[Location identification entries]
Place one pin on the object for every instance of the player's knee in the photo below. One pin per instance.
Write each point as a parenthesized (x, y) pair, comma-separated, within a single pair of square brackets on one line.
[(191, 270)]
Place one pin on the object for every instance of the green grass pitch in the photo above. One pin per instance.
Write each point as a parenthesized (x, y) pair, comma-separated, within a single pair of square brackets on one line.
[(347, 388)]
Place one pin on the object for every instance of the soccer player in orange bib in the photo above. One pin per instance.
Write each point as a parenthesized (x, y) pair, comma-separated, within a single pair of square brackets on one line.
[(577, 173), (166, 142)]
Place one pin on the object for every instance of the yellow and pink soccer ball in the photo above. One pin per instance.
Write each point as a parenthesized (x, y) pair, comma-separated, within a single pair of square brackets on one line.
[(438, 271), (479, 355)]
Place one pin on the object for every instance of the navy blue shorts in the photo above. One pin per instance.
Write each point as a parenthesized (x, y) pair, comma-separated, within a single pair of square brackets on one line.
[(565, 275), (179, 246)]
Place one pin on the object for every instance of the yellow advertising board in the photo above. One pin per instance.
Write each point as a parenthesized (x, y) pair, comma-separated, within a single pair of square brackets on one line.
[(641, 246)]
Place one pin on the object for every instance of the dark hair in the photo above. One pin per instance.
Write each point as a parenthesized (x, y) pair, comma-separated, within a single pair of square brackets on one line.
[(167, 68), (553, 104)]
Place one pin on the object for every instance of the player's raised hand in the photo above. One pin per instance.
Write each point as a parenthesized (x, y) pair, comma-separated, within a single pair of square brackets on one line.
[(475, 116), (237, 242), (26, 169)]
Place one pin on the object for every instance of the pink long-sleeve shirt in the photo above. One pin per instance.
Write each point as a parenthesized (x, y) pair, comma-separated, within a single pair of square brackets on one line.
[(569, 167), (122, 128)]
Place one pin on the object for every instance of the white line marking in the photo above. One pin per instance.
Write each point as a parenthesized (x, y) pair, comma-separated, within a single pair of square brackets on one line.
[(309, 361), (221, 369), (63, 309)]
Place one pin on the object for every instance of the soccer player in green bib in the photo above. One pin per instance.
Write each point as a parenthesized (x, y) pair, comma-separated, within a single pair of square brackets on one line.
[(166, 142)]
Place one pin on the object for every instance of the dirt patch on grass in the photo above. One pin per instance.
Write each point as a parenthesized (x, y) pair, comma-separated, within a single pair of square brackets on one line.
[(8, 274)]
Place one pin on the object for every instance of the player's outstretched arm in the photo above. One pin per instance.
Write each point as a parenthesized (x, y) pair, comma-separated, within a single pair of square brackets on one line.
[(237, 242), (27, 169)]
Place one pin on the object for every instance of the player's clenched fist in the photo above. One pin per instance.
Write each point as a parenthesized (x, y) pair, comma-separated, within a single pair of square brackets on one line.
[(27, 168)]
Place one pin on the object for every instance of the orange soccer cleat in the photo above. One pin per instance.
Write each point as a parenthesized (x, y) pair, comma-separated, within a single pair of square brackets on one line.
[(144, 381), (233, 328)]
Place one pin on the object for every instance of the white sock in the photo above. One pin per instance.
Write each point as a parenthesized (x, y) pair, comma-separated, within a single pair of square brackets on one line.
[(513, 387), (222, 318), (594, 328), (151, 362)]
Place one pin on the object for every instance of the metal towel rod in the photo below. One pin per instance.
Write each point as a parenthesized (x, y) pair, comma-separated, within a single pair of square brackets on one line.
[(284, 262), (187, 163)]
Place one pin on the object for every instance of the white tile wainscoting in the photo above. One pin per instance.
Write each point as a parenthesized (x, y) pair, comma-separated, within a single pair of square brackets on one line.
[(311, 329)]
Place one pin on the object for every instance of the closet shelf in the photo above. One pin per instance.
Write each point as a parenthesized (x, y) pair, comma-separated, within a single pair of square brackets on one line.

_WRITTEN REQUEST_
Return every line of the material exactly.

_ANSWER TO THE EXERCISE_
Place one pin on the object for every instance of the player's knee in the photo below. One pin per instance.
Write each point as a parenthesized (x, y) pair, comma-separated, within a single pair of square brackets on one line.
[(191, 270)]
Place one pin on the object for every instance of the green grass pitch in the photo above. One pin per instance.
Write each point as a parenthesized (x, y) pair, comma-separated, within a single pair of square brackets on one line.
[(347, 388)]
Place one pin on the object for every instance of the soccer player in orange bib in the photo above. One pin per instance.
Write each point as a parenthesized (x, y) pair, comma-separated, within a single pair of square brackets on one line.
[(577, 173), (166, 142)]
Place one pin on the object for every instance of the yellow and pink soccer ball in the photo above. One pin per instance.
Write each point as a parenthesized (x, y) pair, comma-separated, within a single pair of square brackets on one line.
[(438, 271), (479, 355)]
Place one pin on the object for every instance of the navy blue shorts in the photo above. One pin per instance.
Write each point as a parenthesized (x, y) pair, comma-separated, within a single pair of square brackets on one line.
[(565, 275), (179, 246)]
Place one pin on the object for every instance of the yellow advertising board in the photo above. One pin per instance.
Write each point as a parenthesized (x, y) pair, comma-separated, within a single pair of square brackets on one line.
[(641, 246)]
Place one pin on the object for every instance of the dark hair in the photo above. One pin per instance.
Write each point as a parenthesized (x, y) pair, comma-separated, within a single pair of square brackets on one line.
[(167, 68), (553, 104)]
Place one pin on the object for every instance of the player's raised hand in the photo above. One pin per instance.
Write each point as a parenthesized (x, y) pair, comma-separated, within a single pair of square brackets on one line.
[(475, 116), (237, 242), (26, 169)]
Place one pin on the object for every instance of the pink long-sleeve shirt in the photo above. One pin per instance.
Write each point as a parenthesized (x, y) pair, comma-separated, within a single pair of square brackets on one line.
[(569, 167), (122, 128)]
Place one pin on the object for every instance of the white line marking in the photo above. One pin per instance.
Write each point as a parenthesized (x, y) pair, comma-separated, within a single pair of square brackets on one line.
[(309, 361), (221, 369), (63, 309)]
Place one pin on the object for every instance of the soccer player in green bib in the photo above. One pin per instance.
Write each point as a parenthesized (x, y) pair, comma-separated, within a single pair of square brackets on one line.
[(166, 142)]
Place one pin on the object for every instance of the dirt patch on grass in the photo above. One pin per instance.
Write each point as a parenthesized (x, y) pair, comma-separated, within a single pair of square brackets on one line.
[(8, 274)]
Place one pin on the object for every instance of the player's outstretched arm in the photo above. One pin per instance.
Write each point as a parenthesized (x, y) pair, comma-separated, within a single pair of square brackets on one line.
[(237, 242), (27, 169)]
Place one pin on the object for every instance of the player's clenched fist in the photo above. One pin per instance.
Write each point as a parenthesized (x, y) pair, comma-separated, within a single pair of square brackets on one line.
[(27, 168)]
Place one pin on the object for every instance of the orange soccer cleat in the photo above. One pin per instance.
Write each point as a parenthesized (x, y) pair, comma-separated, within a single pair of square brackets on one line.
[(144, 381), (233, 328)]
Place one pin on the object for every instance of the white sock in the photo above. One pin per instance.
Write each point as a parenthesized (x, y) pair, comma-separated, within a single pair of square brackets on one line.
[(513, 387), (222, 318), (594, 328), (151, 362)]
Place one pin on the object for every instance of the metal towel rod in the photo below. One pin per instance.
Write each point as a parenthesized (x, y) pair, comma-separated, within a single pair of square brackets on one line.
[(284, 262), (187, 163)]
Place one pin on the object for every instance of the white tile wainscoting in the photo above. One pin per instance.
Write each point as a parenthesized (x, y) pair, comma-separated, within a single pair of square brackets on one line.
[(311, 329)]
Place one pin on the object for every instance of the closet shelf in the photo above. One pin per instance.
Write each point as a parenthesized (x, y) pair, comma-separated, within a single pair of square brackets on one line.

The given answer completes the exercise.